> **PROBLEM TO WORK ON**: Print the line containing "of the young" and each line after it through the end, please, with nothing added.
--- start of DATA EXTRACT ---
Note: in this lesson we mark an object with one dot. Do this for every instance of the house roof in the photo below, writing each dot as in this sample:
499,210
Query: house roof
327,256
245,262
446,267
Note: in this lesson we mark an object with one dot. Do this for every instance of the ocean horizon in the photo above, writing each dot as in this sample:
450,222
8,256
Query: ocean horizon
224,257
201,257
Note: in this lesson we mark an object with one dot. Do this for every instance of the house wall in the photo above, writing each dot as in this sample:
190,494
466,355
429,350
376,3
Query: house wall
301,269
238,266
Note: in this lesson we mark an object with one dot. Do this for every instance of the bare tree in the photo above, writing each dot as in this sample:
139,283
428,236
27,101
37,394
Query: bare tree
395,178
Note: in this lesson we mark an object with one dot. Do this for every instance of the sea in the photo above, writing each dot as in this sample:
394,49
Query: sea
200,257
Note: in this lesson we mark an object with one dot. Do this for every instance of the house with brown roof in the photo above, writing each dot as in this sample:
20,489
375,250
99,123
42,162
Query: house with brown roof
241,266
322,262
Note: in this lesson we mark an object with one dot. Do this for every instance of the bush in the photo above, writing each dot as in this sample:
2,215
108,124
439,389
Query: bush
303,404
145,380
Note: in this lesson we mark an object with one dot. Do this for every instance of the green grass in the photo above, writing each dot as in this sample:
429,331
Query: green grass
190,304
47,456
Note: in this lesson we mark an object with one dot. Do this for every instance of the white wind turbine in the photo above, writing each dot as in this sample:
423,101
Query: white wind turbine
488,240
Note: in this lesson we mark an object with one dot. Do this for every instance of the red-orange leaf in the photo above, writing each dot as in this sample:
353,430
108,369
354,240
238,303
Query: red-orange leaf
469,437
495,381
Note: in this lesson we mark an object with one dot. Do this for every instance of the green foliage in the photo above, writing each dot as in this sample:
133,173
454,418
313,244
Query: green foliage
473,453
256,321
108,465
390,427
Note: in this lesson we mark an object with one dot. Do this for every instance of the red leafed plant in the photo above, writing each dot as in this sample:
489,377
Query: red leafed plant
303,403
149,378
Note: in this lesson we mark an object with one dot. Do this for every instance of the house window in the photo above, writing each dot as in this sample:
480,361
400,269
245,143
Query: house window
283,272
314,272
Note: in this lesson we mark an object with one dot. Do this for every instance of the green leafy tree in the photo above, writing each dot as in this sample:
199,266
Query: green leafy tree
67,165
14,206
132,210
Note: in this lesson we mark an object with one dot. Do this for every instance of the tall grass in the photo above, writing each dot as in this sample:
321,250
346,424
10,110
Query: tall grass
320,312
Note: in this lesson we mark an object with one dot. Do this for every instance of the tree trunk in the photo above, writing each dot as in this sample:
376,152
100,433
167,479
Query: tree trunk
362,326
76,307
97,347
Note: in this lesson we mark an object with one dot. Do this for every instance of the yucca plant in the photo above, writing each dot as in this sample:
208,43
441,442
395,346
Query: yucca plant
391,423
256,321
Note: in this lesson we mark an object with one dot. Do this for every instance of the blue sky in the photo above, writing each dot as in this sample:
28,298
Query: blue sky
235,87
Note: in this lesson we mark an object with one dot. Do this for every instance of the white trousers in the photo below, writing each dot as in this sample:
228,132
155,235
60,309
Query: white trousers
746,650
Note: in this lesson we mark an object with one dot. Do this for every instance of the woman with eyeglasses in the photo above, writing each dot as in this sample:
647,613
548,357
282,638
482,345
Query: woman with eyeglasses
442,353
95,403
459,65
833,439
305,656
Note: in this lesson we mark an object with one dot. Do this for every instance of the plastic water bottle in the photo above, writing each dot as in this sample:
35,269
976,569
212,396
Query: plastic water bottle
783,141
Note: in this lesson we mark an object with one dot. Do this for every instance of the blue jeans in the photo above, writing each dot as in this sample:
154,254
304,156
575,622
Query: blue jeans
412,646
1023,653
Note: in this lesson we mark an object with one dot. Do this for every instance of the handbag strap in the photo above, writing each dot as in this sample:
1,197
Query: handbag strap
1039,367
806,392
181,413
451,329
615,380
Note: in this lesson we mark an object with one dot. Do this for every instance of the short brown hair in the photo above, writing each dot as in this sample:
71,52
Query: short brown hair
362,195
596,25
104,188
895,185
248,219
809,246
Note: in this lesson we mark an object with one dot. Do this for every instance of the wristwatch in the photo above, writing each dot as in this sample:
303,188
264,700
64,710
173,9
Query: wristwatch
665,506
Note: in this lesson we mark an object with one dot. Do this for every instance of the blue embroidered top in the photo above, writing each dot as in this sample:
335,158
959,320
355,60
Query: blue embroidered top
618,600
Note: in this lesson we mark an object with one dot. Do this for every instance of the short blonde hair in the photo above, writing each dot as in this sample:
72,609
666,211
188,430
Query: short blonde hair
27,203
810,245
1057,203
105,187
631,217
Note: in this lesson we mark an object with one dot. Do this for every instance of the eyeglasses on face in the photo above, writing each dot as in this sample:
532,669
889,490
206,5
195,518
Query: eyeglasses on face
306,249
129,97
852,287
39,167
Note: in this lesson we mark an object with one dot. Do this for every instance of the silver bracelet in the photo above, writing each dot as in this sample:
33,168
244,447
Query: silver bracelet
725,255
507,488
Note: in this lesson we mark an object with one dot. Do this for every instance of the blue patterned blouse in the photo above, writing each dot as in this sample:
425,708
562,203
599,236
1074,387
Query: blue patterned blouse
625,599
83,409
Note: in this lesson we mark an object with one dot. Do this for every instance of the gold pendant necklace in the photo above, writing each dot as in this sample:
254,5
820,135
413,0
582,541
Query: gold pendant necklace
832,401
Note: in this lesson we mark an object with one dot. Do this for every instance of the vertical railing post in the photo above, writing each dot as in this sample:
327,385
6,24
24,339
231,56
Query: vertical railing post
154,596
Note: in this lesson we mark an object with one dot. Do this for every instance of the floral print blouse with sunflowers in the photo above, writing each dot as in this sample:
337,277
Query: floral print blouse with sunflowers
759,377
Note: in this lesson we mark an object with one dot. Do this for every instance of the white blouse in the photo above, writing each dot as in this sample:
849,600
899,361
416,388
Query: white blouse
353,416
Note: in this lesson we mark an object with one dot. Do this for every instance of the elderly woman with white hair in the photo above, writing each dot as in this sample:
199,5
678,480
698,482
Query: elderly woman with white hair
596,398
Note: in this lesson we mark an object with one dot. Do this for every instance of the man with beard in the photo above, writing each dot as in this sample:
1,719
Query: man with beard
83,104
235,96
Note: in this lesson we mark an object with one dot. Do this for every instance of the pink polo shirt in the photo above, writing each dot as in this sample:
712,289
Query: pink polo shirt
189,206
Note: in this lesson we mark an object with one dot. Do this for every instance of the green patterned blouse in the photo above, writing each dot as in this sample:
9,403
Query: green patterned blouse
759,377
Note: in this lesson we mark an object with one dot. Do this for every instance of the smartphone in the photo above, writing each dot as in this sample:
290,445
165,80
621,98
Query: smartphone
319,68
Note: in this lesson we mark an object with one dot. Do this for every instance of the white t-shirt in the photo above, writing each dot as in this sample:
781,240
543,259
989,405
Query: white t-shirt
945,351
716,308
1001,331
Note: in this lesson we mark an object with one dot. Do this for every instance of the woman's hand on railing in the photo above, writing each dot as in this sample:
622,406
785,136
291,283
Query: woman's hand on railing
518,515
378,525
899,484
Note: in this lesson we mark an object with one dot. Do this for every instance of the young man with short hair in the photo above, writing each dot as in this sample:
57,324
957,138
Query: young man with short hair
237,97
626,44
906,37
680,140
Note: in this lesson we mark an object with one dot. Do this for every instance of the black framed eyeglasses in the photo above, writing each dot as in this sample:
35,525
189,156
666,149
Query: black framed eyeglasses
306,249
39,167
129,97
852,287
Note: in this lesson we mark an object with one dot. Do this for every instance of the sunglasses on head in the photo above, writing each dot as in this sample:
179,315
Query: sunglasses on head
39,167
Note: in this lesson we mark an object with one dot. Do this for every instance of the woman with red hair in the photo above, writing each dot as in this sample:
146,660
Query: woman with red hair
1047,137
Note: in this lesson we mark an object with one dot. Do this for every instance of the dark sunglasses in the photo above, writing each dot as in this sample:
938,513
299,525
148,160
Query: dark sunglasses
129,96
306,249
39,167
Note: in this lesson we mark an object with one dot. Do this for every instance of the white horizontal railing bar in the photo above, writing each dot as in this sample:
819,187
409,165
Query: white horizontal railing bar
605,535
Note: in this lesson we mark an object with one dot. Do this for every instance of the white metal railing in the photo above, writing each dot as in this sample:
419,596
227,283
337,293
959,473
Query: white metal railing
--- end of DATA EXTRACT ---
> **OUTPUT**:
Note: in this lesson we mark an object with one dot. Do this for every instance of the young man with short hair in the photo above, writing each dot as in this sample:
57,324
957,138
Query: young man with short hair
237,97
626,44
906,37
680,140
Note: in this lesson we mark an object with one dot. Do this for every instance of the black framed eyeglasses in the photo above, writing each dot as in this sample:
35,525
189,156
666,149
Query: black framed eyeglasses
306,249
39,167
129,97
852,287
Note: in this lesson we mark an object with one dot. Do this for every instance of the sunglasses on head in the photo above, writing each dot as in this sample:
179,315
Query: sunglasses on head
39,167
Note: in this lesson we mark an object with one dot. Do this for every instance of the woman with red hair in the photo above, writing each dot as in this sample:
146,660
Query: woman with red hair
1047,137
Note: in this lesson we mark an object with one dot. Do this for every instance of the dark sunglasses in the photo above, writing each dot as in this sample:
938,513
299,525
148,160
Query: dark sunglasses
129,96
306,249
39,167
Note: in this lesson we mark an object with one dot. Do this for every instance of the white horizontal railing bar in the photo above, writing each dot as in this sample:
819,187
409,165
Query: white horizontal railing bar
605,535
Note: in this lesson we mark an object with one dot. Do this for every instance of the white metal railing in the photo above, writing each dot as in this sample:
419,596
227,283
337,293
959,473
Query: white metal railing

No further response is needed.